READING TEXT -
— START —
Tales of reincarnation from Ancient Egypt

The extraordinary life of Dorothy Eady ..............(Om Seti).
 Tales of reincarnation and past-life memory are rarely proven. In some instances the recollection seems fanciful and speculative, in others the information may be provocative and the details unique.

   One of the most convincing examples of the latter in modern times is the extraordinary life of Dorothy Eady, an Englishwoman born at the turn of the 20th century who later became known to many as Omm Sety. Portions of her life have been documented in books and on film in recent times, describing her conscious memory of a life as a priestess in ancient Egypt, which began to awaken at the age of three following a serious fall. She told the dramatic story of how it came about candidly to many people, and made no apologies for her peculiar interest in this past life or for her remarkable affinity with a well-known monarch of Egypt's 19th Dynasty, Pharaoh Sety I (c. 1320-1200 B.C.E.).

   I came to know Omm Sety at a dramatic time in my own life, when I made my first pilgrimage to Egypt in 1976. I had begun a temple practice in the canon of the ancient Egyptian religion, and was determined to find answers to my questions about this long-forgotten spiritual work and its meaning in the present day. Books on Egyptology and arcane religions did little to satisfy my confusion about what it meant and why I was doing it. I knew the solution had to exist in Egypt.

   It was there that I met Omm Sety and with her encouragement, began my own journey of awakening, just as she had decades earlier.


Dorothy Eady’s Transformation

 Born January 16, 1904 in London of Irish parents, Dorothy Eady was headstrong and more than a handful to her parents as an only child. After her early childhood accident (in which the attending doctor had initially pronounced her dead), the door between her past life in ancient Egypt and her present persona fully opened, and she began to regularly dream of being in an Egyptian temple. At times, she believed that she actually visited the temple at night, in her astral body.
Omm_Sety_Bastet

   Eventually, she discovered that the temple in her dreams really existed, at the ancient site of Abydos in Upper Egypt. As she grew up, she sought more information about this place and just about everything Egyptian, telling her parents longingly that she “wanted to go home.”

   She read every book and listened to every story about Egypt, and had the good fortune to be living near the British Museum. There, she befriended and learned hieroglyphs and Egyptian history from the eminent Keeper of Egyptian and Assyrian Antiquities, Ernest A. Wallis Budge, whose prolific books on Egyptian myth and magic are still in print today.


                                 

    Dorothy did these things not under the tutelage of her parents or mentors, but solely on her own, and this was to be her pattern for the rest of her life. After a sporadic education that was interrupted by the first World War, she agreed to marry an Egyptian man in 1933, admittedly so that she could go to live in the world of her dreams. The match lasted only two years because, “He was ultra modern, and I was ultra ancient,” she said about the split. They had one son, whom she insisted on naming Sety. Years later, she adopted the name Arabic name Omm Sety “mother of Sety,” which designated her identity thereafter.
— END —
Pointing dataset records -
— START —
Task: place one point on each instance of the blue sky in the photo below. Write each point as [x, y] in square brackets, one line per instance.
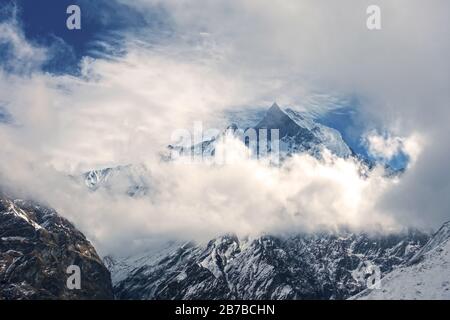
[106, 23]
[103, 22]
[160, 65]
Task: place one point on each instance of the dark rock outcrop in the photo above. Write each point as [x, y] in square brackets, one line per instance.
[36, 248]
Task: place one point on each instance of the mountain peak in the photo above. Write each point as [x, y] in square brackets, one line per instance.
[275, 108]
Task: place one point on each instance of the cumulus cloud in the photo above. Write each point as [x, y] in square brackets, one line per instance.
[228, 55]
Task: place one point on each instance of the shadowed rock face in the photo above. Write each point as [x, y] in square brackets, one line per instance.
[36, 247]
[317, 266]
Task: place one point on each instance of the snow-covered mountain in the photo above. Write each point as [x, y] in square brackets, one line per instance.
[314, 266]
[36, 248]
[425, 276]
[297, 133]
[133, 180]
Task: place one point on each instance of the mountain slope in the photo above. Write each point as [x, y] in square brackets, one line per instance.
[36, 248]
[318, 266]
[296, 134]
[426, 275]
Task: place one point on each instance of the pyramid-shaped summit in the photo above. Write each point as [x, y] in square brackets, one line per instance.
[276, 118]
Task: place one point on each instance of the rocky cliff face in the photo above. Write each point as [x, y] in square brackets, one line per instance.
[36, 248]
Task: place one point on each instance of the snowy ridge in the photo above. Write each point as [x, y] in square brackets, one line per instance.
[425, 276]
[315, 266]
[297, 133]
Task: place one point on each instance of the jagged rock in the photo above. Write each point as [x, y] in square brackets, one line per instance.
[317, 266]
[36, 248]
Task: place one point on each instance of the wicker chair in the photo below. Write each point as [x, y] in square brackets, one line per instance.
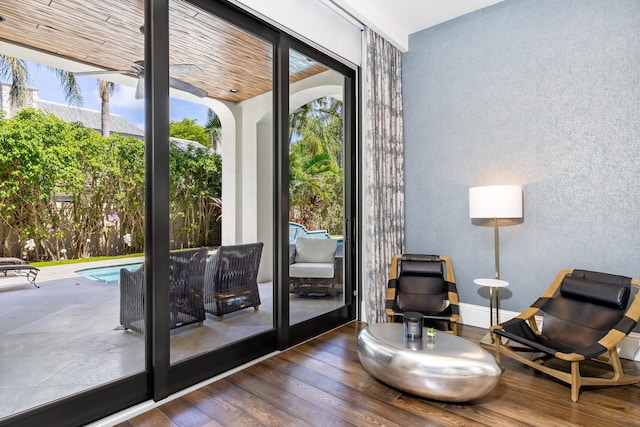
[186, 282]
[231, 279]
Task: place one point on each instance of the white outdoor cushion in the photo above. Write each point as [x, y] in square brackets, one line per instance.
[315, 250]
[312, 270]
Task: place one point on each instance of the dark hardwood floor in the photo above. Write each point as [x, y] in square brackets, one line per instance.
[321, 383]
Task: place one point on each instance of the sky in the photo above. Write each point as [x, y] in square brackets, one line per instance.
[122, 102]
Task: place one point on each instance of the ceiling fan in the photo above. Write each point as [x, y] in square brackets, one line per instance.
[137, 68]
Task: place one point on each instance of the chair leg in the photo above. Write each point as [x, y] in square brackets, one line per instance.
[575, 381]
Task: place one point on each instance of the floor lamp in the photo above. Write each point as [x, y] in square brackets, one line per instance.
[495, 202]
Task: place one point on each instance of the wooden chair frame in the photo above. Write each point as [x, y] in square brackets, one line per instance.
[574, 378]
[452, 294]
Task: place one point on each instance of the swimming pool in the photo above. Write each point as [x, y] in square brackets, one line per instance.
[110, 274]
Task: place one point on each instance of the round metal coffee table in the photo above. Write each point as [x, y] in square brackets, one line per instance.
[451, 369]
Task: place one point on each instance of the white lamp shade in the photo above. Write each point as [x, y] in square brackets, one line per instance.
[495, 201]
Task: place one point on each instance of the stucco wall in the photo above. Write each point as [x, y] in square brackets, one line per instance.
[544, 94]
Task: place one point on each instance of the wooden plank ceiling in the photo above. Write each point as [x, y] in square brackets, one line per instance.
[98, 32]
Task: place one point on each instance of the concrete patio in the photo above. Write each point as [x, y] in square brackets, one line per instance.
[65, 337]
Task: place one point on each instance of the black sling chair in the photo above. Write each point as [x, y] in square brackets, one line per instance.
[585, 315]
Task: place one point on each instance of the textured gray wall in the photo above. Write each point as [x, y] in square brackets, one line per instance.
[544, 94]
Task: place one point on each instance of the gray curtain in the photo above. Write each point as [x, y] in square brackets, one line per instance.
[384, 166]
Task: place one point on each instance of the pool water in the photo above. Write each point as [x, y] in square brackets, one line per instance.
[110, 274]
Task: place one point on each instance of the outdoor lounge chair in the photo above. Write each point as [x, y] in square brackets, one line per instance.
[315, 267]
[231, 280]
[186, 281]
[20, 267]
[418, 283]
[585, 315]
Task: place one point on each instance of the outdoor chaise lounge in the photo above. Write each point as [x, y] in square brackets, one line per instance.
[186, 282]
[585, 315]
[20, 267]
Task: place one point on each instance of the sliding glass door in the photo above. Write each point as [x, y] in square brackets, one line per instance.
[169, 224]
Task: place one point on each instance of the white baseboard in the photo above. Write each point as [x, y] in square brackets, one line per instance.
[476, 315]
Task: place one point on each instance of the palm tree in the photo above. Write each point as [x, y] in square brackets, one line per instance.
[105, 89]
[213, 128]
[16, 71]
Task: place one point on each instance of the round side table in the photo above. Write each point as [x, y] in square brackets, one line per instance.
[494, 298]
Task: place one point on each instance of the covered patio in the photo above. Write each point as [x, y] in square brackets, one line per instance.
[65, 337]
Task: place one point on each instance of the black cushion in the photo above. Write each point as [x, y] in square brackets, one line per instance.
[421, 286]
[595, 292]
— END —
WRITTEN INSTRUCTION 1 - According to the Dorothy Eady text, where was the temple from her dreams actually located?
WRITTEN INSTRUCTION 2 - Which years of the Common Era does the Dorothy Eady text name? List every one.
WRITTEN INSTRUCTION 3 - Reproduce the stretch of the Dorothy Eady text from "Born January 16, 1904" through "her astral body.".
None of the entries are needed.

EXPECTED OUTPUT 1 - At the ancient site of Abydos in Upper Egypt.

EXPECTED OUTPUT 2 - 1976, 1904, 1933

EXPECTED OUTPUT 3 -
Born January 16, 1904 in London of Irish parents, Dorothy Eady was headstrong and more than a handful to her parents as an only child. After her early childhood accident (in which the attending doctor had initially pronounced her dead), the door between her past life in ancient Egypt and her present persona fully opened, and she began to regularly dream of being in an Egyptian temple. At times, she believed that she actually visited the temple at night, in her astral body.